## EXERCISE PASSAGE

Here in Celebration and the surrounding environs, signs of the holiday season are springing up like the weeds that love to invade my flower beds. Halloween was barely upon us before the first Christmas decorations popped up in store windows. Of course, it was the same in Chicago, but here we have an extra layer: The holiday tourist attractions. Driving by the Gaylord Palms hotel, our eyes were assailed with the giant "ICE!" sign. Ads are everywhere for the Dixie Stampede's special Christmas show.
At Disney World, the switch was thrown on Monday for the annual Osborne light extravaganza. This year, playing on last's year viral internet sensation (the video of the house with lights choreographed to Trans Siberian Orchestra music), Disney's lights are now dancing. The millions of twinkling bulbs will now perform to musical strains. That should be really cool...for about five minutes. I hope they have a plan in place for Post Traumatic Stress Disorder treatment for the poor Cast Members who are subjected to it for hours at a stretch.

## TO DO
a) In the Celebration holiday passage, on what day was the switch thrown for the Osborne lights at Disney World?
b) Swap "flower beds" for "vegetable garden" in the Celebration holiday passage, rewriting it beginning at the words "Here in Celebration" and stopping after "special Christmas show.".

## EXTRACTED DATA
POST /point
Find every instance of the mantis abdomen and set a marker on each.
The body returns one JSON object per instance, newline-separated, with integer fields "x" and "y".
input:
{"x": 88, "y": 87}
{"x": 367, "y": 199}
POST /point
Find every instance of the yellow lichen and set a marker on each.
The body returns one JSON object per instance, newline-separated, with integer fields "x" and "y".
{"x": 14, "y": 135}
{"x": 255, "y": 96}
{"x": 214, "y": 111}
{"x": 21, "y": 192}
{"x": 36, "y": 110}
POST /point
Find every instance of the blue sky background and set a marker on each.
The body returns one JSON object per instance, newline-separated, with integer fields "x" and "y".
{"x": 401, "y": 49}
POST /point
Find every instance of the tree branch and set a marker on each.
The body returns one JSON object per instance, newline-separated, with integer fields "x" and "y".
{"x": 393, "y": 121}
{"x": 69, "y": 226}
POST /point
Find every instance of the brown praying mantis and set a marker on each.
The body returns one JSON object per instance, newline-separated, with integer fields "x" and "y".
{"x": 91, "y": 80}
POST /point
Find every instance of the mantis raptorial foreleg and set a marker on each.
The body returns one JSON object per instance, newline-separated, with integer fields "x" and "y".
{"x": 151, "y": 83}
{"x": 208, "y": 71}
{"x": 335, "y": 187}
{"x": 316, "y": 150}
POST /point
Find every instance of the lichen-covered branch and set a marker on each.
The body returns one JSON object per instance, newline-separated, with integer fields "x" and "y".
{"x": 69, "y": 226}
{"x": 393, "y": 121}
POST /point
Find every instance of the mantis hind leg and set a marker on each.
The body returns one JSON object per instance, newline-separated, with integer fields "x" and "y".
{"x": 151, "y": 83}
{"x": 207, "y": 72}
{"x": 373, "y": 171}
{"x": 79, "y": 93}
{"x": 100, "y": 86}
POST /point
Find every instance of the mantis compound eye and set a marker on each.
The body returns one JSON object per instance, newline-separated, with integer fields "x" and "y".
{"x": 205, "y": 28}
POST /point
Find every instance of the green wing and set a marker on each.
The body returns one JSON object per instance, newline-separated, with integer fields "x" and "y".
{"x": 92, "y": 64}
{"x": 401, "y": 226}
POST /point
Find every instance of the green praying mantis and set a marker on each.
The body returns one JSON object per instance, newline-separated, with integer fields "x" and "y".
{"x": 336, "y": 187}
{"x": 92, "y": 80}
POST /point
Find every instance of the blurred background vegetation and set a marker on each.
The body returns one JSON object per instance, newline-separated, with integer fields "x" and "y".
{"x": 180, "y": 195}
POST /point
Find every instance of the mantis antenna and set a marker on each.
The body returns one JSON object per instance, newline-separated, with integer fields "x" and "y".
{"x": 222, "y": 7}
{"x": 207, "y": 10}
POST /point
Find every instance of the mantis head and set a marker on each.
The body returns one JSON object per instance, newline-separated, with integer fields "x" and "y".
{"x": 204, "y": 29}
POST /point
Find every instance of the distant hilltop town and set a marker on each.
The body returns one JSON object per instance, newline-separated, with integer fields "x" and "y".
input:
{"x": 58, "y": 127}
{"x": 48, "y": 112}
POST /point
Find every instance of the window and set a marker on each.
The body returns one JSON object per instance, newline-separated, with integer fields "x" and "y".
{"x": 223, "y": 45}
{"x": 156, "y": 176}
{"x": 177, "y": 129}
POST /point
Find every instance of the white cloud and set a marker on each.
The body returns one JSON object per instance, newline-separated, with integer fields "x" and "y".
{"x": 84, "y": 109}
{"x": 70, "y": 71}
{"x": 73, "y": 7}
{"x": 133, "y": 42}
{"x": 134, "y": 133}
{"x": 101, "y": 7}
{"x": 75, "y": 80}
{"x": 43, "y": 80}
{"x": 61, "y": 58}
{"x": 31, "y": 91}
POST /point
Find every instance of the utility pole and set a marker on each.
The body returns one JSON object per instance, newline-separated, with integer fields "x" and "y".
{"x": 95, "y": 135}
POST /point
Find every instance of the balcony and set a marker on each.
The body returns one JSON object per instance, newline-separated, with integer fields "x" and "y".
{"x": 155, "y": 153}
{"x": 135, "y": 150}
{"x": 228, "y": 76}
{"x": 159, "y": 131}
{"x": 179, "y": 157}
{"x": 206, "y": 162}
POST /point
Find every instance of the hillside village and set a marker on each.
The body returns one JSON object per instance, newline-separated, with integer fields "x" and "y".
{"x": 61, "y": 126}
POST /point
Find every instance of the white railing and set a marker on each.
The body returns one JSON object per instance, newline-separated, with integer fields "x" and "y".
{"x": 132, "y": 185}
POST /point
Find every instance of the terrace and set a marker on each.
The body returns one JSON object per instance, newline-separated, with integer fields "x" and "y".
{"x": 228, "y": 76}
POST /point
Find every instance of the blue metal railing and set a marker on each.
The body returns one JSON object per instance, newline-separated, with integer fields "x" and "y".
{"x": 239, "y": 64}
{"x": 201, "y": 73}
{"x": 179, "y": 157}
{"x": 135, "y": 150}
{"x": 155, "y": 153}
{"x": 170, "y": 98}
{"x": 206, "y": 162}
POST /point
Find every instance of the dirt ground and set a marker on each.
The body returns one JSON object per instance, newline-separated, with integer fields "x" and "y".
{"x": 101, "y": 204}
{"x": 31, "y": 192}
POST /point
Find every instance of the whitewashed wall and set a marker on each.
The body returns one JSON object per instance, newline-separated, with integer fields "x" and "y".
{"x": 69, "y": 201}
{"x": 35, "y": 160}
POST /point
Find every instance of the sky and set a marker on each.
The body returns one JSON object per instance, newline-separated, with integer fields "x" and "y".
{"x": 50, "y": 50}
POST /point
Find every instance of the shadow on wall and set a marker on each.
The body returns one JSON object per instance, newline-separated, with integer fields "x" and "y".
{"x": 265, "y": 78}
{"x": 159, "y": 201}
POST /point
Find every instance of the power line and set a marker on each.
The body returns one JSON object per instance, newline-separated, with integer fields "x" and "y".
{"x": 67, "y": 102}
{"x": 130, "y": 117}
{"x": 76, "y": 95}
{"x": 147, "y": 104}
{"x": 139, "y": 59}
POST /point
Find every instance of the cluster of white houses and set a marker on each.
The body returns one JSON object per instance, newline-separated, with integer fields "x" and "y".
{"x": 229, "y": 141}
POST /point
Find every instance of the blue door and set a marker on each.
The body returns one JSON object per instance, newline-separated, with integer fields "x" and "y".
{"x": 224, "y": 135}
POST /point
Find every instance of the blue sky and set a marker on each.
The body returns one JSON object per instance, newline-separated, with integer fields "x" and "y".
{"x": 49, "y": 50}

## RESULTS BY TASK
a) Monday

b)
Here in Celebration and the surrounding environs, signs of the holiday season are springing up like the weeds that love to invade my vegetable garden. Halloween was barely upon us before the first Christmas decorations popped up in store windows. Of course, it was the same in Chicago, but here we have an extra layer: The holiday tourist attractions. Driving by the Gaylord Palms hotel, our eyes were assailed with the giant "ICE!" sign. Ads are everywhere for the Dixie Stampede's special Christmas show.